To do: Write the next part of the passage on mezzanine finance for property developers, starting after its last sentence.

Provided passage:
====

Mezzanine Finance and Preferred Equity
For Property Developers

Mezzanine Finance and Preferred Equity is a way to increase the property developers borrowing potential beyond the limitations of traditional construction finance facilities.

Mezzanine finance is a form of subordinated debt behind senior debt in terms of ranking on any claim on property assets; and ahead of equity, generally secured by a second mortgage.

In summary, mezzanine debt fills the funding gap between the property developer’s equity and the amount of the senior facility available.

Preferred Equity works in a similar way to mezzanine finance, but no second mortgage is placed on the property to be developed.

Diagrammatically, development project risk can be illustrated as follows:

Mezzanine Finance

 

General Project Time Line:

1.  Land is identified
2.  Development Plan and Marketing Plan are conceptualised
3.  Land is secured (either purchased or optioned)
4.  Development proposal is prepared (architectural plans etc)
5.  Proposal is submitted to relevant authority for approval
6.  Marketing Plan is initiated (i.e. presales begin)
7.  Development is approved
8.  The Construction Facility is put in place
9.  Construction commences
10. Construction completed
11. Project is sold

Experienced and financially savvy developers are interested in mezzanine finance / preferred equity as it provides the following benefits:

  • It gives the developer the power to determine the level of equity (if any) they wish to contribute to a project
  • It is generally cheaper than equity; and provides a higher rate of return on equity
  • The borrower can use their equity elsewhere, effectively diversifying risk
  • The property developer can continue with the project on a ‘stand alone’ basis
  • Control is retained by the developer, not Joint Venture partners
  • Mezzanine finance is passive provided the project is performing to expectations
  • It can be raised relatively quickly as opposed to equity

Lets have a look at an example and the potential benefits.

End Value (GRV):
Land Value:
Construction Costs:
Total Costs (excl interest):
Development Period:
Senior Facility Interest Rate:
Mezzanine Debt Facility Interest Rate:
$13M
$5M
$5M
$10M
12
8% pa
20% pa

 

Note: that rates and figures are for illustrative purposes only.

====

Material:
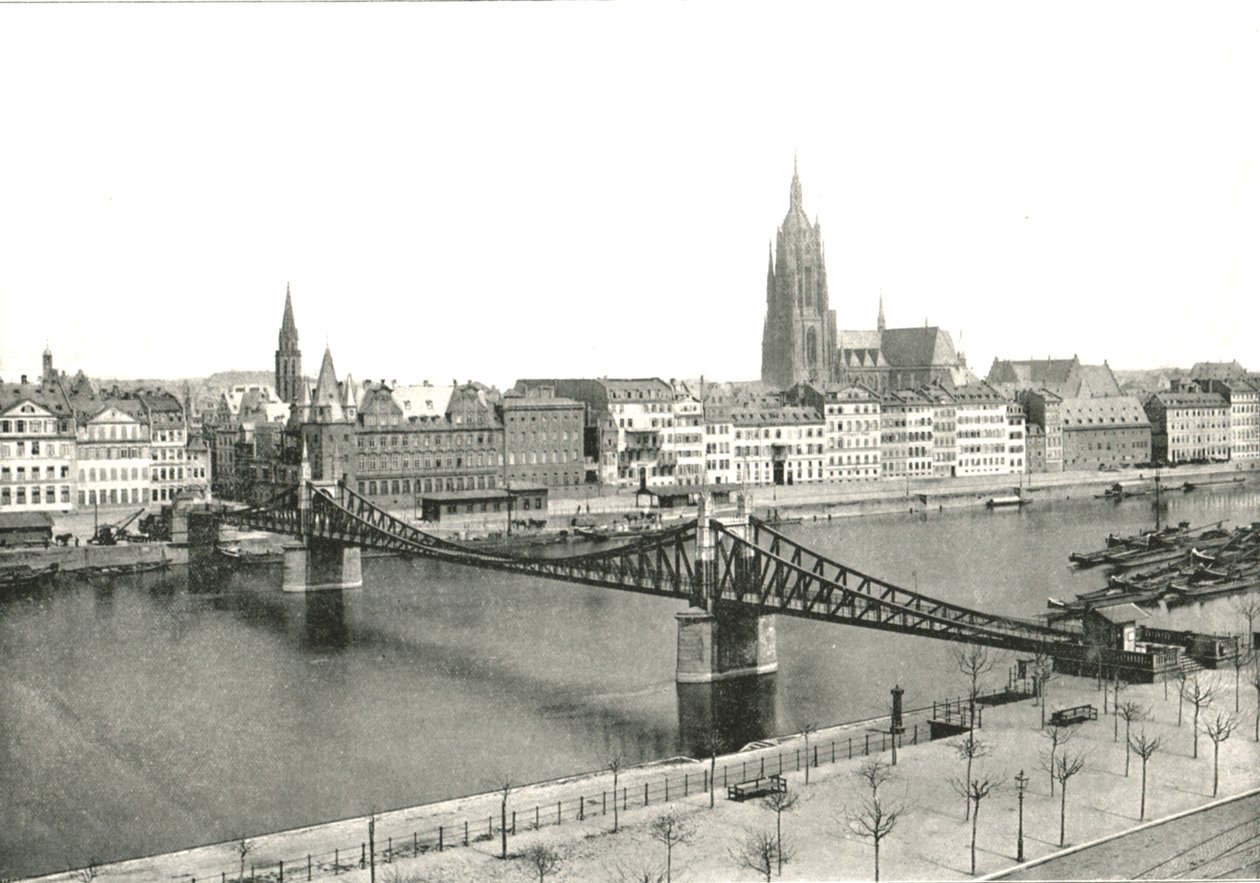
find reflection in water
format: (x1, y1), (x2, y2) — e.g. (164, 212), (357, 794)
(677, 674), (779, 757)
(301, 588), (350, 650)
(0, 491), (1260, 878)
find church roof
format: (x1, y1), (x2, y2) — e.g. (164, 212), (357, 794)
(311, 346), (341, 417)
(1189, 359), (1247, 380)
(1077, 363), (1123, 398)
(881, 328), (958, 368)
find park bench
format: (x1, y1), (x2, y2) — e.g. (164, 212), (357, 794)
(1050, 705), (1099, 727)
(726, 776), (788, 801)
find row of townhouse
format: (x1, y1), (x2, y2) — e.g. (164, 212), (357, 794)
(515, 378), (1028, 487)
(0, 350), (210, 511)
(1017, 379), (1260, 472)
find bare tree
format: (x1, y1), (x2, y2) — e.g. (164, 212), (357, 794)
(1055, 748), (1085, 846)
(520, 843), (564, 883)
(1128, 729), (1162, 821)
(495, 776), (511, 859)
(848, 795), (906, 880)
(232, 834), (253, 880)
(954, 729), (993, 819)
(607, 755), (622, 834)
(1203, 712), (1237, 797)
(1247, 654), (1260, 742)
(854, 756), (897, 797)
(732, 831), (790, 883)
(1032, 652), (1055, 727)
(953, 777), (1002, 877)
(954, 644), (998, 727)
(701, 727), (725, 809)
(1230, 588), (1260, 649)
(1116, 699), (1147, 776)
(1182, 675), (1216, 758)
(1041, 723), (1076, 797)
(800, 721), (818, 785)
(648, 810), (692, 883)
(761, 791), (798, 877)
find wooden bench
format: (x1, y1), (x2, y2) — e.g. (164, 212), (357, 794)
(726, 776), (788, 801)
(1050, 705), (1099, 727)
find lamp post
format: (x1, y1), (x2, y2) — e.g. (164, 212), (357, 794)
(1016, 770), (1028, 862)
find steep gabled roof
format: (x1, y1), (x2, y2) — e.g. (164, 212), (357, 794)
(879, 328), (958, 368)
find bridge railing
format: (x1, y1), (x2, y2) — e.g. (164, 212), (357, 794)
(137, 686), (1032, 883)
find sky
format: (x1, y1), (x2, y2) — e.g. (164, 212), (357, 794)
(0, 3), (1260, 387)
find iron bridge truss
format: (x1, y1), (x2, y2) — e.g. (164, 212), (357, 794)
(226, 484), (1081, 655)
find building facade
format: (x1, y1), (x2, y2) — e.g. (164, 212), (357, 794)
(1196, 378), (1260, 461)
(950, 383), (1023, 476)
(731, 406), (827, 485)
(761, 168), (835, 389)
(1016, 389), (1063, 472)
(0, 377), (77, 511)
(348, 384), (504, 509)
(503, 387), (586, 487)
(1060, 396), (1152, 472)
(76, 399), (152, 508)
(1145, 388), (1230, 464)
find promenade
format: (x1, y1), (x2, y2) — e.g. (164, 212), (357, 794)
(27, 660), (1260, 883)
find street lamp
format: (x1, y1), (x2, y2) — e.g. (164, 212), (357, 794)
(1016, 770), (1028, 862)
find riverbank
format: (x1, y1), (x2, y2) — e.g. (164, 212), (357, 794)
(0, 543), (188, 573)
(27, 676), (1260, 883)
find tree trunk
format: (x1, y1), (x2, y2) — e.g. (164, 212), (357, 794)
(1058, 782), (1067, 849)
(1212, 741), (1221, 797)
(1138, 758), (1147, 821)
(971, 802), (980, 877)
(963, 750), (975, 821)
(709, 753), (717, 809)
(766, 810), (784, 877)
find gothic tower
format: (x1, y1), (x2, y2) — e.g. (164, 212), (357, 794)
(276, 285), (302, 404)
(761, 164), (835, 389)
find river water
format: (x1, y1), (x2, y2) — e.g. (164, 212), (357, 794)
(0, 489), (1260, 878)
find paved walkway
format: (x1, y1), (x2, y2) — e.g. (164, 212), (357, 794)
(988, 791), (1260, 880)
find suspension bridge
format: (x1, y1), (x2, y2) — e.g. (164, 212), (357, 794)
(214, 468), (1082, 681)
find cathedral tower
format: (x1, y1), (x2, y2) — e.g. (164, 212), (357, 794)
(761, 164), (835, 389)
(276, 285), (302, 404)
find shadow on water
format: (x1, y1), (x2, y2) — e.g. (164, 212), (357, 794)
(299, 588), (350, 650)
(677, 674), (779, 757)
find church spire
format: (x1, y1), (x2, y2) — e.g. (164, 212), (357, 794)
(276, 282), (302, 404)
(280, 282), (297, 348)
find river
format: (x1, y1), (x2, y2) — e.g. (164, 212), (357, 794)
(0, 489), (1260, 878)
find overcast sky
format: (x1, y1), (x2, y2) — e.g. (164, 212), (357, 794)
(0, 3), (1260, 385)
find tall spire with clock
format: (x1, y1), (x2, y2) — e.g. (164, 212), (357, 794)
(276, 285), (302, 404)
(761, 161), (835, 389)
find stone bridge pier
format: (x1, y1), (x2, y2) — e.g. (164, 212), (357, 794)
(281, 476), (363, 592)
(675, 494), (779, 684)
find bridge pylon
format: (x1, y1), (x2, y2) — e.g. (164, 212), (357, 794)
(281, 442), (363, 592)
(674, 494), (779, 684)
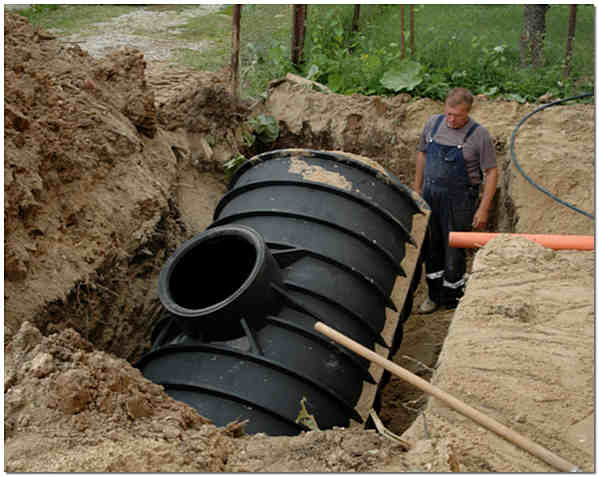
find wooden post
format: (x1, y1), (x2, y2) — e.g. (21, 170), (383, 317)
(231, 5), (241, 101)
(399, 4), (406, 60)
(410, 5), (416, 58)
(291, 5), (306, 68)
(352, 5), (360, 32)
(314, 321), (580, 472)
(564, 5), (577, 80)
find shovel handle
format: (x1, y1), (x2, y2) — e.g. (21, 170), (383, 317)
(314, 321), (580, 472)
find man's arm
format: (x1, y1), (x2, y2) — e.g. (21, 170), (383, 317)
(412, 151), (426, 195)
(472, 167), (498, 229)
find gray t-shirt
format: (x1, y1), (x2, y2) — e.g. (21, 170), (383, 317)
(418, 114), (497, 184)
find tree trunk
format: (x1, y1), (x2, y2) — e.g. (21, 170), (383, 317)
(231, 5), (241, 101)
(564, 5), (576, 80)
(520, 5), (549, 68)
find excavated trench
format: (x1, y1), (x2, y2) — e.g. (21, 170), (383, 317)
(30, 134), (510, 434)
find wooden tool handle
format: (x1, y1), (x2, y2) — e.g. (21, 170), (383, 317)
(314, 321), (580, 472)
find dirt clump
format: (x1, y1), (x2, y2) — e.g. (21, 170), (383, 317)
(4, 10), (594, 472)
(4, 322), (232, 472)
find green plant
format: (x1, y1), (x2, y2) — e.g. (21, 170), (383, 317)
(224, 154), (247, 180)
(248, 114), (280, 144)
(381, 60), (423, 92)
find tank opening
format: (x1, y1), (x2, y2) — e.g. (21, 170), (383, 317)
(169, 235), (257, 310)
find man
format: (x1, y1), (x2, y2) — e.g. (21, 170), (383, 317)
(413, 88), (497, 313)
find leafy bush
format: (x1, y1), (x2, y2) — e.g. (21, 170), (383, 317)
(301, 5), (594, 102)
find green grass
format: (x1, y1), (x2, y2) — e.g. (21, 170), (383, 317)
(172, 4), (291, 97)
(18, 5), (139, 35)
(304, 4), (595, 100)
(14, 4), (595, 101)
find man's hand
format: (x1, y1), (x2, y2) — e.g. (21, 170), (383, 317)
(472, 207), (489, 230)
(472, 167), (497, 230)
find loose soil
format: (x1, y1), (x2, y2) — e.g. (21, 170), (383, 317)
(4, 8), (595, 472)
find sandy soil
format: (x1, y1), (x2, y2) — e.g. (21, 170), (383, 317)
(4, 7), (594, 472)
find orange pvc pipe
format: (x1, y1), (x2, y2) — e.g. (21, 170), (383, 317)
(449, 232), (595, 250)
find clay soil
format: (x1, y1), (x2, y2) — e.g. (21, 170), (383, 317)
(4, 9), (595, 472)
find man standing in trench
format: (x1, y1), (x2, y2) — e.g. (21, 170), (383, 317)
(413, 88), (497, 313)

====

Exercise answer:
Project Structure Comparison

 Traditional Senior Debt
 Senior and Mezzanine
Debt Facility
 Sales  $13,000,000  $13,000,000
 Construction Costs  $10,000,000 $10,000,000
 Senior Facility  $8,000,000  $8,000,000
 Mezzanine Debt Facility $0 $1,000,000
 Equity Contribution  $2,000,000  $1,000,000
 Interest Expense – Senior  $500,000  $500,000
 Interest Expense – Mez  $0  $200,000
 Total Interest Expense  $500,000  $700,000
 Total Costs  $10,500,000  $10,700,000
 Profit  $2,500,000  $2,300,000
 Profit % of Costs  24% 22%
 Profit % of Equity  125% 230%

 

As illustrated above, by using mezzanine loans the developer’s profit reduces by $200,000 in this example, from 24% to 22%.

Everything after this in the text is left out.